In the forum thread below about a camera labeled Spezialhaus Korn, what dollar range does Mitica100 give as the camera's value in its shown condition?

--- START OF Excerpt provided ---

# Spezialhaus Korn Classic camera



## jnickal (Jul 12, 2022)

I have held on to this camera for several years, I believe it was my Grandpa's and not sure if it has any value. It's label says Spezialhaus Korn, does anyone know if it has any value?


----------



## Mitica100 (Jul 13, 2022)

Korn Spezial is a brand of Pilsner style beer. Your camera is still a Welta Welti and in the shown condition I’d evaluate it at around $50-70. It is not rare but someone might collect German cameras. Now you owe me a Korn Spezial…


----------



## jnickal (Jul 13, 2022)

Mitica100 said:


> Korn Spezial is a brand of Pilsner style beer. Your camera is still a Welta Welti and in the shown condition I’d evaluate it at around $50-70. It is not rare but someone might collect German cameras. Now you owe me a Korn Spezial…


Ha-ha so someone just put a beer label on the inside of the camera case  I would gladly buy you a Korn Spezial


----------



## gk fotografie (Jul 13, 2022)

jnickal said:


> I have held on to this camera for several years, I believe it was my Grandpa's and not sure if it has any value. It's label says Spezialhaus Korn, does anyone know if it has any value?





Mitica100 said:


> Korn Spezial is a brand of Pilsner style beer. Your camera is still a Welta Welti and in the shown condition I’d evaluate it at around $50-70. It is not rare but someone might collect German cameras. Now you owe me a Korn Spezial…


Sorry, but it doesn't say 'Korn Spezial' anywhere and it's not clear to me what beer would have to do with this.
The sticker clearly reads: *photo-spezialhaus Korn - theaterstraße - Kassel *(that city is indeed in Germany)
In the past, this camera must have been bought from a specialist photo dealer (in German = photo-spezialhaus) with the name Korn, who at the time put the sticker on the inside of the camera bag as some sort of advertisement, which is really not unusual.
So, it has absolutely nothing to do with beer!


----------



## webestang64 (Jul 13, 2022)

I still think it is a tag from a dealer that sold or repaired it back in the day.


----------



## Mitica100 (Jul 14, 2022)

gk fotografie said:


> Sorry, but it doesn't say 'Korn Spezial' anywhere and it's not clear to me what beer would have to do with this.
> The sticker clearly reads: *photo-spezialhaus Korn - theaterstraße - Kassel *(that city is indeed in Germany)
> In the past, this camera must have been bought from a specialist photo dealer (in German = photo-spezialhaus) with the name Korn, who at the time put the sticker on the inside of the camera bag as some sort of advertisement, which is really not unusual.
> So, it has absolutely nothing to do with beer!


Lighten up, the whole thing was a play on words. After all I identified what camera he had, if you read all posts. Peace now…


----------

--- END OF Excerpt provided ---
--- START OF Data shown ---

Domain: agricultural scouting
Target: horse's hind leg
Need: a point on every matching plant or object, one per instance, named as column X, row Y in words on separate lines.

--- END OF Data shown ---

▶ _Completed exercise_
Around $50-70.